**EXTRACT TO READ:**
Seldom had he recited so much poetry in any one night; he had recited all his father’s poetry, all the ballads he could remember, all his own palindromes backwards and forwards in forty-eight different ways, whole processions of dirty poems, one hymn that he had learned from his mother, and all the lampoons that had been known in the Fourthing from time immemorial about bailiffs, merchants, and sheriffs. At intervals he struggled up out of the snow and thumped himself from top to toe till he was out of breath.

Ultimately, it’s a question of whether poetry—in combination with sheer cantankerousness—will suffice to keep Bjartur alive. The storm keeps raging. And Bjartur keeps fighting, and reciting. In the end, he is reduced to all fours, like the sheep he has searched for in vain:

He forced his way at first with lowered head against the storm, but when he reached the ridge above the gully, he could no longer make any headway in this fashion, so he slumped forward on to his hands and knees and made his way through the blizzard on all fours, crawling over stony slopes and ridges like an animal, rolling down the gullies like a peg; barehanded, without feeling.

At this moment, Bjartur might well consider himself alone in all the world. No one knows where he is, and were he to succumb to the blizzard, no one would know even where to search for his body. Indeed, he is still more alone than he realizes, since his wife—his first wife—is lying dead at home; she has bled to death in giving birth to Asta Sollilja.

Nonetheless, there is someone who has Bjartur uppermost in his mind—his maker, Laxness, who feels toward his creation so potent a blend of affection and exasperation that the book’s every page reverberates with the tension. And the reader, too, is tracking Bjartur’s every struggling step. For by the time you’ve passed through the storm with him, it’s almost impossible not to be rooting for that monomaniacal, unkillable, wonderfully stupid old bastard, Bjartur of Summerhouses.

**DATASET ENTRIES:**

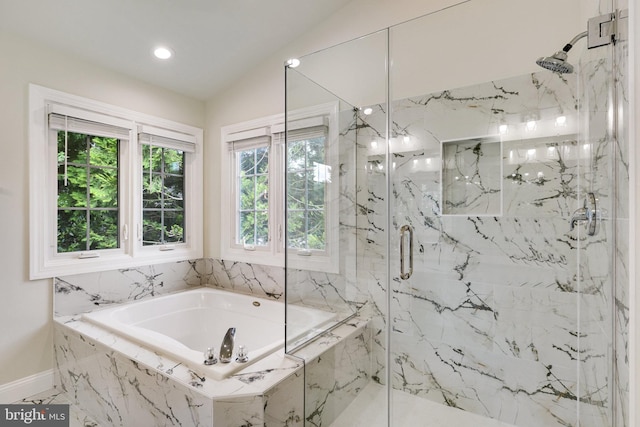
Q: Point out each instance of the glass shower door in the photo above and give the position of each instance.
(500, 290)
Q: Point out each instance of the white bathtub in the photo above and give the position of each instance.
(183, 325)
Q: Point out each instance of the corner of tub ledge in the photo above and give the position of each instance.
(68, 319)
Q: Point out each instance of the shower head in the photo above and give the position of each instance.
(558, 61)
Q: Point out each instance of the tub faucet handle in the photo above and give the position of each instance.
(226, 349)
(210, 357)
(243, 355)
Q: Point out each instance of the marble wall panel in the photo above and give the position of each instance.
--
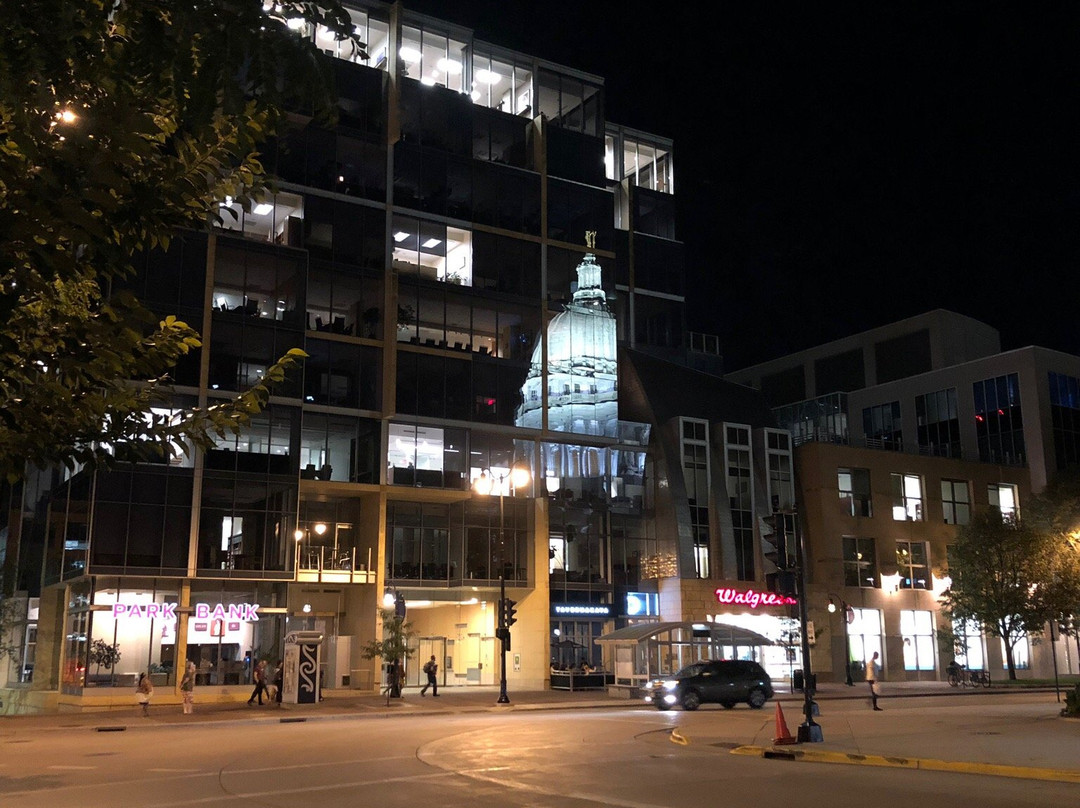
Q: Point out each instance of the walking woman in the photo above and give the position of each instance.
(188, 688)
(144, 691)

**WHAT THIS EXERCISE ASKS:**
1. Write out the part of the passage about Bjartur in the blizzard starting at "Ultimately, it’s a" and ending at "barehanded, without feeling.".
2. Carry on the passage about Bjartur in the blizzard from where it stops.

**ANSWERS BELOW:**
1.
Ultimately, it’s a question of whether poetry—in combination with sheer cantankerousness—will suffice to keep Bjartur alive. The storm keeps raging. And Bjartur keeps fighting, and reciting. In the end, he is reduced to all fours, like the sheep he has searched for in vain:

He forced his way at first with lowered head against the storm, but when he reached the ridge above the gully, he could no longer make any headway in this fashion, so he slumped forward on to his hands and knees and made his way through the blizzard on all fours, crawling over stony slopes and ridges like an animal, rolling down the gullies like a peg; barehanded, without feeling.

2.
2.

When I tell people I meet that my favorite book by a living novelist is Halldor Laxness’s Independent People and am asked what it’s about, my reply is, “Sheep.” This is a story (I continue) in which farmers are forever analyzing sheep and examining sheep: it’s about tapeworm in sheep and lungworm in sheep and diarrhea in sheep. Whatever virtues the novel boasts, it’s bereft of glamour.

My reply is actually less facetious than might first appear, for while the book does keep large issues constantly in mind (the largest: mortality and memory and love and duty), it is also very much about dung and sheep-parasites; it sets the reader vividly, unforgettably upon a farm. The book is about scything hay and rounding up stray lambs and hauling stones—all of it conveyed so painstakingly that you come away almost feeling that your hands are calloused with its tasks. In Bjartur’s household there are no separate quarters for the animals, whose stinks and bleatings infiltrate even the dreams of the family. Before discoursing on the novel’s grander intentions, Independent People calls on you to acknowledge the total, tactile claims of the land.

What is Independent People about? Like any big, great novel, it encourages a reader, earnestly wrestling with its scope, to encapsulate it into a single overarching theme. And like most big, great novels, it is varied enough that all such attempts are soon undone by the need for expansion and qualification. I’ve already said that at the heart of the book lies a war between father and daughter. But perhaps there is a still more pivotal subject: the war waged within a single spirit. Independent People presents the most gripping depiction I’ve ever encountered of the gradual, daily contraction of a human soul and its eventual salvation.

For in his victory over multiple adversity, in his slow and carefully husbanded prosperity, Bjartur somehow loses everything of import in his life. Near the close of the novel, he finds that he has attained what has always struck him as the summit of life—he has become rich enough to build a “proper home”—and he discovers his triumph is empty. Not only are both of his wives dead, but his children have died as well, or moved off. At last Gvendur, his remaining son—the boy he feels closest to—announces that he is emigrating to America. Bjartur is so disgusted he does not even bother to rise from the trench where he’s working in order to bid a final farewell to his son.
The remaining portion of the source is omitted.